→ **Requirements**: Please copy the records from their start through the line containing "point(389, 424)", with "altar platform" replaced by "raised altar" and nothing else changed. Omit the pictures from your copy.

Image location labeling records:
====

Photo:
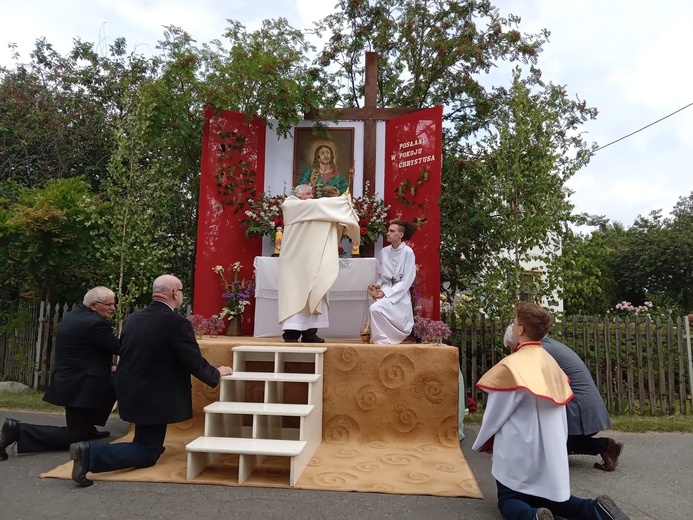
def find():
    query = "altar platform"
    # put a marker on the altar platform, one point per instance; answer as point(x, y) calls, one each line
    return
point(389, 424)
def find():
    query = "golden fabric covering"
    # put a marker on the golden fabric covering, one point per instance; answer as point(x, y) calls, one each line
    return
point(532, 368)
point(389, 426)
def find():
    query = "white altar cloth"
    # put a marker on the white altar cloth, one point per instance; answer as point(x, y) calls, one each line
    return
point(347, 297)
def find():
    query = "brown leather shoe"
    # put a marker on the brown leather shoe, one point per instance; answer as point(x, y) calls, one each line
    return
point(610, 456)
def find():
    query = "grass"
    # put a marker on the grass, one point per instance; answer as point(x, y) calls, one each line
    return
point(33, 402)
point(630, 423)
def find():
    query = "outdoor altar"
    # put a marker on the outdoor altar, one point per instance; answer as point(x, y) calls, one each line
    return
point(348, 297)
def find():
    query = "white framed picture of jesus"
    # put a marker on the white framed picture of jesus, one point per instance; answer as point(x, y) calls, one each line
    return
point(323, 160)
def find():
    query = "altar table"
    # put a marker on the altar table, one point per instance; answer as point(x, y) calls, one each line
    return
point(348, 297)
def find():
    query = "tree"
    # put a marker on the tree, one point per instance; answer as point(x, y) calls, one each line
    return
point(45, 235)
point(505, 204)
point(588, 282)
point(431, 52)
point(656, 262)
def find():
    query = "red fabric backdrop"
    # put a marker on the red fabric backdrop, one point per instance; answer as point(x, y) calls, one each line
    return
point(220, 238)
point(413, 166)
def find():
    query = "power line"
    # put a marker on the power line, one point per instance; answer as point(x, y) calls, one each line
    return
point(643, 128)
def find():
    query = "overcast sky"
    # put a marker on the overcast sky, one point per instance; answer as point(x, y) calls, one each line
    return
point(632, 60)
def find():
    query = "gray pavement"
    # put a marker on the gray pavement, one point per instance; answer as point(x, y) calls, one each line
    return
point(653, 481)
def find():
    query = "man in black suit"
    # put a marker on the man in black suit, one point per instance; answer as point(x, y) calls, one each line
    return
point(159, 354)
point(81, 380)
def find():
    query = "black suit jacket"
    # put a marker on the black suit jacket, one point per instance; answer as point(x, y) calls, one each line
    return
point(159, 354)
point(84, 351)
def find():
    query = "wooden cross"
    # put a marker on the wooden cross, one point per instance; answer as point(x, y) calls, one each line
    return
point(369, 114)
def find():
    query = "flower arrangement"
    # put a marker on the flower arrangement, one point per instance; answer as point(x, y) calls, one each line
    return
point(264, 215)
point(471, 405)
point(216, 325)
point(372, 213)
point(200, 324)
point(236, 294)
point(427, 330)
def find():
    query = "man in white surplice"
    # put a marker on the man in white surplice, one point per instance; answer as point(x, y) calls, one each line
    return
point(309, 260)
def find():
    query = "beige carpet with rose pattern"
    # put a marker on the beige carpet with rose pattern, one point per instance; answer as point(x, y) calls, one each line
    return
point(389, 426)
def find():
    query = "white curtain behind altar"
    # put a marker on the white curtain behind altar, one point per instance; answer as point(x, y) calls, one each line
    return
point(347, 297)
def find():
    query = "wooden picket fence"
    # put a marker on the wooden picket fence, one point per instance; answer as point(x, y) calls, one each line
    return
point(640, 365)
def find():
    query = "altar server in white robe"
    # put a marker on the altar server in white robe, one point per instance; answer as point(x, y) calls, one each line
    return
point(309, 260)
point(525, 428)
point(391, 315)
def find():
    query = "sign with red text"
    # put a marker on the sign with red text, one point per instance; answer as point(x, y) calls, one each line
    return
point(413, 170)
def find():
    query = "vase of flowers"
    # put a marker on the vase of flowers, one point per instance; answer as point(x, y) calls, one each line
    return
point(236, 296)
point(372, 214)
point(430, 331)
point(264, 216)
point(216, 326)
point(200, 324)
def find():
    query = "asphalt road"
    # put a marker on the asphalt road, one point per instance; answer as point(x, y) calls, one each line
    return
point(653, 481)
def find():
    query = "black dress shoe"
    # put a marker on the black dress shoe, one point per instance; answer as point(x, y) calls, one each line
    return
point(313, 339)
point(291, 336)
point(99, 435)
point(79, 453)
point(8, 435)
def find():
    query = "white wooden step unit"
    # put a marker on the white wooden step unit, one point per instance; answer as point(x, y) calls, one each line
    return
point(203, 451)
point(225, 419)
point(225, 432)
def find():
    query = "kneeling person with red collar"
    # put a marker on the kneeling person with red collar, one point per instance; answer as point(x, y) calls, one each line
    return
point(525, 428)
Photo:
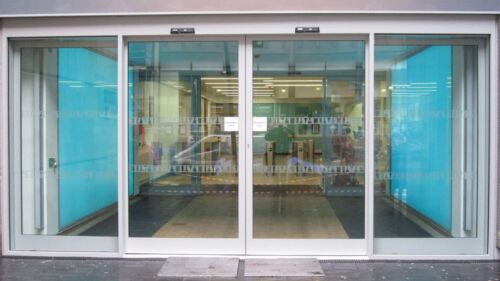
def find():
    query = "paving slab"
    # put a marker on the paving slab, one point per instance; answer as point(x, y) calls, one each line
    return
point(199, 267)
point(283, 268)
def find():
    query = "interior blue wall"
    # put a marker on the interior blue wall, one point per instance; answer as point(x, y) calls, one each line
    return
point(87, 133)
point(421, 138)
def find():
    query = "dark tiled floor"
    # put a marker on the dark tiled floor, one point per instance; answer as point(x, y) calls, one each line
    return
point(20, 269)
point(147, 215)
point(150, 213)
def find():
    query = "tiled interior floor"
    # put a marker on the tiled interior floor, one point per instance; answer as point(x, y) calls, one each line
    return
point(276, 216)
point(45, 269)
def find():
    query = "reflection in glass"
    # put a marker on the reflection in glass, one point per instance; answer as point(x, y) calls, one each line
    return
point(308, 139)
point(183, 137)
point(425, 139)
point(68, 115)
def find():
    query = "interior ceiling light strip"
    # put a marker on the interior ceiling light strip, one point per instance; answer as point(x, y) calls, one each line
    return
point(298, 85)
point(295, 81)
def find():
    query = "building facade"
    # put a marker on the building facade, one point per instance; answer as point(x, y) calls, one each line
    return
point(338, 130)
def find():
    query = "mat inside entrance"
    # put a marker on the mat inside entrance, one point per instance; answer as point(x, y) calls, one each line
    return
point(283, 268)
point(200, 267)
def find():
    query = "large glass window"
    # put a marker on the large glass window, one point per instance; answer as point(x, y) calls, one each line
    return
point(183, 139)
point(65, 114)
point(427, 137)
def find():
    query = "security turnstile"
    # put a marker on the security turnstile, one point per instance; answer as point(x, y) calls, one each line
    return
point(270, 157)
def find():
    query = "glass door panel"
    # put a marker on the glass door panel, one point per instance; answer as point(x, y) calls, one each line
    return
point(308, 153)
point(183, 143)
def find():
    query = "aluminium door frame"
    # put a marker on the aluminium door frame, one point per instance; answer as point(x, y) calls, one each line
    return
point(189, 246)
point(354, 248)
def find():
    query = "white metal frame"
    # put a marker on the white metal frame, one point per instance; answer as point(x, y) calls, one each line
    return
point(238, 25)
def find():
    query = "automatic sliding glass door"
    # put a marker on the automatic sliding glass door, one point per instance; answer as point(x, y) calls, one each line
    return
point(184, 140)
point(308, 147)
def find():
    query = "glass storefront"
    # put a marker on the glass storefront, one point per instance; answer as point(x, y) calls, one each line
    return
point(427, 131)
point(65, 112)
point(250, 145)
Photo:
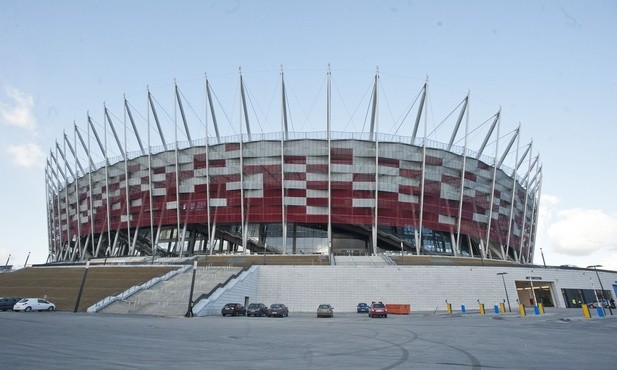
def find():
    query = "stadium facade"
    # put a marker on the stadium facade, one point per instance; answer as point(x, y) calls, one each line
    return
point(321, 192)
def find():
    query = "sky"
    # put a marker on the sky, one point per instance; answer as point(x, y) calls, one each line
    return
point(548, 65)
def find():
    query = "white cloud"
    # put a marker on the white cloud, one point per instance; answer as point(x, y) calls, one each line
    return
point(580, 232)
point(17, 111)
point(27, 155)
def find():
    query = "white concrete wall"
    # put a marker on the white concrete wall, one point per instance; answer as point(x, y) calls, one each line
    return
point(425, 288)
point(235, 291)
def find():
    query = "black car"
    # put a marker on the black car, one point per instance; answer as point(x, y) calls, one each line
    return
point(233, 309)
point(7, 303)
point(257, 309)
point(278, 309)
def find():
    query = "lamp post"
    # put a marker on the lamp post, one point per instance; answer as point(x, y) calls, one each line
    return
point(81, 287)
point(189, 312)
point(595, 267)
point(505, 289)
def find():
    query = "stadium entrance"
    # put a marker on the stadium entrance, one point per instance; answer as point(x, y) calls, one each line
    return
point(533, 291)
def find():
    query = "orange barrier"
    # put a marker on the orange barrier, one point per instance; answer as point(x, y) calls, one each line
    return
point(398, 309)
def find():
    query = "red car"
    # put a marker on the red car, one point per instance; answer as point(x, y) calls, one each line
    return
point(377, 309)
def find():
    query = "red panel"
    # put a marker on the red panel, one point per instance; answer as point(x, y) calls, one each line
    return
point(317, 202)
point(388, 162)
point(229, 147)
point(291, 159)
point(297, 193)
point(364, 177)
point(217, 163)
point(317, 185)
point(409, 173)
point(341, 155)
point(317, 168)
point(295, 176)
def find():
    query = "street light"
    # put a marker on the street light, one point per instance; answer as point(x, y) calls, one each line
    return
point(595, 267)
point(504, 288)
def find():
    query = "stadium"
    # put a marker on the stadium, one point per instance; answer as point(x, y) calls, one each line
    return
point(424, 209)
point(322, 192)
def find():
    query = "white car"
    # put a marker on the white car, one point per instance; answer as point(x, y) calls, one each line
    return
point(34, 304)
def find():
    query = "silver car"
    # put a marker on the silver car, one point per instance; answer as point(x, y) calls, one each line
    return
point(34, 304)
point(325, 310)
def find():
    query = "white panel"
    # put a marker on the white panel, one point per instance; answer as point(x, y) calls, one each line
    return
point(258, 193)
point(312, 210)
point(295, 184)
point(363, 203)
point(364, 186)
point(159, 192)
point(408, 198)
point(443, 219)
point(295, 201)
point(313, 193)
point(218, 202)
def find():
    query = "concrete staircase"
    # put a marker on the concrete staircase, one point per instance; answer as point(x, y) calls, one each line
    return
point(171, 297)
point(372, 261)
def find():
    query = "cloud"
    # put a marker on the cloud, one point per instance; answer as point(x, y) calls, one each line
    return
point(17, 111)
point(580, 232)
point(27, 155)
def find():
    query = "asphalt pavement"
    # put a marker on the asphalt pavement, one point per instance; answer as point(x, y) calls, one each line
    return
point(559, 339)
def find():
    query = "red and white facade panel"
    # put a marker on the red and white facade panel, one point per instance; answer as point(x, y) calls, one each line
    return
point(303, 182)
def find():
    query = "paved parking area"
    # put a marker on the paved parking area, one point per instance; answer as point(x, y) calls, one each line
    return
point(60, 340)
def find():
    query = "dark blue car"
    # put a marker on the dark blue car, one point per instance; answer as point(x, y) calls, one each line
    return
point(362, 308)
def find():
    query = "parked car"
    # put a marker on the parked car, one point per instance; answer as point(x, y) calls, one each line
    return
point(602, 302)
point(34, 304)
point(325, 310)
point(257, 309)
point(278, 309)
point(233, 309)
point(7, 303)
point(377, 309)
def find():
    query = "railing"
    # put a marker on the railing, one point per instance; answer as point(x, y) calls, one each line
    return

====

→ **Complete response**:
Photo:
def find():
    query = "raised altar"
    # put a marker on the raised altar, one point per instance; answer as point(x, y) calls, one each line
    return
point(389, 424)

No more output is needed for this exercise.